Passage shown>
——————

22.  Simply Irresistible---Robert Palmer   He died way too early.  What were those mechanical sounds, anyway?
21.  Everybody’s Got Something to Hide---The Beatles   I didn’t want to use Helter Skelter.  This gem with bizarre lyrics is from the White Album and has bass notes from newly married Paul’s guitar that will rattle any set of speakers.
20.  The Star Spangled Banner---Jimi Hendrix   This cover of the National Anthem at Woodstock is so raw, so over the top.  It’s just pure Jimi and his upside down, restrung, Stratocaster, blowing minds (of course, the kids' minds were blown already.)
19.  The Immigrant Song---Led Zeppelin    You want a driving beat?  Jack Black had it right when he used this song in the movie “School of Rock.”
18.  Hold Me, Thrill Me, Kiss Me, Kill Me---U2  The song from one of the Batman movies doesn’t have a driving beat but was definitely made to be played loudly.
17.  Free Will---Rush   This is the first appearance for my favorite Roll Down the Window band.  This subject matter of the song’s lyrics is not standard rock music fare.  “I will choose free will!”

——————

Data provided>
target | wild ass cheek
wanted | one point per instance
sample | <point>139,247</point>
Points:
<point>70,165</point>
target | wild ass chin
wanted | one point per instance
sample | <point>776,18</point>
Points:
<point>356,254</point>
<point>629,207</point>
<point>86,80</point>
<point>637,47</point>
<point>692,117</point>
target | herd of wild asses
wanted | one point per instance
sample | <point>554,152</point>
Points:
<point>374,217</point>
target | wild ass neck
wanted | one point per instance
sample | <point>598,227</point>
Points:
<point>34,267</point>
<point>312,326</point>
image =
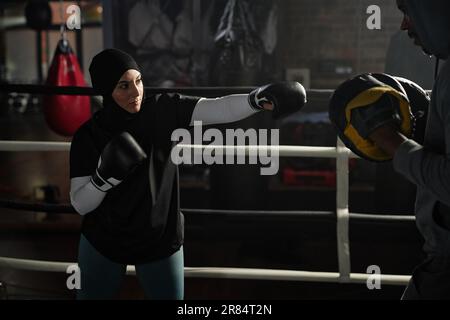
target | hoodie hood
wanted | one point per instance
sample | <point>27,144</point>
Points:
<point>431,21</point>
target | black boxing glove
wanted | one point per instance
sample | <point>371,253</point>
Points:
<point>286,98</point>
<point>118,159</point>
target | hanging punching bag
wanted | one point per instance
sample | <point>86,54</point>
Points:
<point>65,113</point>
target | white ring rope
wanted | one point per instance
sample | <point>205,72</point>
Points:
<point>222,273</point>
<point>284,151</point>
<point>341,153</point>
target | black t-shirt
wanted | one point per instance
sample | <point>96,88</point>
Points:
<point>127,227</point>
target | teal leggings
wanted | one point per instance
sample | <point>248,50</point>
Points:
<point>101,278</point>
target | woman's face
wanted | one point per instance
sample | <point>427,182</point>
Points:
<point>129,91</point>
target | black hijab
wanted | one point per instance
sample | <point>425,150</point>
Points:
<point>106,69</point>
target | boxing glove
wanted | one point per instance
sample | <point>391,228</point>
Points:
<point>118,159</point>
<point>286,98</point>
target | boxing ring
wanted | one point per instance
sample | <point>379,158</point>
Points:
<point>342,216</point>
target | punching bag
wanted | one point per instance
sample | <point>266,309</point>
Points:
<point>65,113</point>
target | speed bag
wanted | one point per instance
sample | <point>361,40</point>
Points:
<point>65,113</point>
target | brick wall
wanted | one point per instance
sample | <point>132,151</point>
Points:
<point>330,38</point>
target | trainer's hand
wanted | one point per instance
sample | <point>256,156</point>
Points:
<point>118,159</point>
<point>283,98</point>
<point>387,138</point>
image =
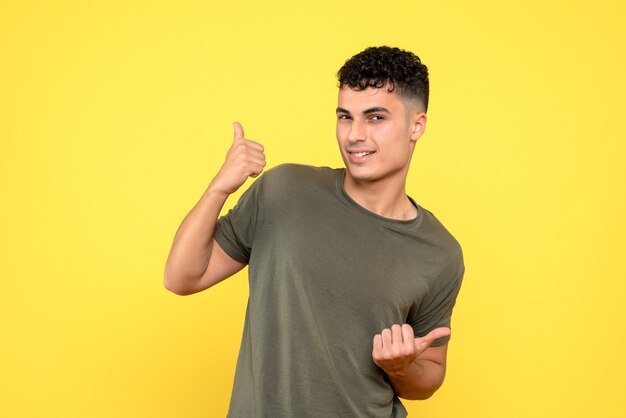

——————

Write the next part of the song countdown, picking up after its last entry.

Expected output>
16.  Bohemian Rhapsody---Queen   Starts out slowly and ends slowly, but this crazy tune is so well known and it’s great fun to sing along to.  Don’t hurt your neck, though. 
15.  Eruption---Van Halen   Cranking up this instrumental tune is dangerous for speakers and windows.  Listen to Eddie use his “tapping” technique that involves tapping the strings of the fingerboard or neck of the guitar.
14.  Pinball Wizard---The Who  Another great song from long ago that is great to sing along with.  “That deaf, dumb and blind kid sure plays a mean pinball!”
13.  Frankenstein---The Edgar Winter Group   A high powered marriage of guitar and electronic music, especially near the end where it’s all spacey, electronic sounds.
12.  Mach 5---Presidents of the United States   There are a number of POTUS songs that I could have included.  This piece is my favorite. Their music is playful and often hard driving, and the subject matter crazy.  Opposable thumbs?  Peaches?
11.  Unchained---Van Halen   This is the favorite VH song of many people. It has all of the ingredients to qualify for a quintessential Roll Down the Window tune.  Happy Birthday to David Lee Roth today (he's exactly my age!)
10.  Whip It---Devo   This song was performed at a church karaoke party by all six Davises!  I guess it is our family song…which is an interesting commentary on our family.  Rap along with this rap from the upside down flower pots.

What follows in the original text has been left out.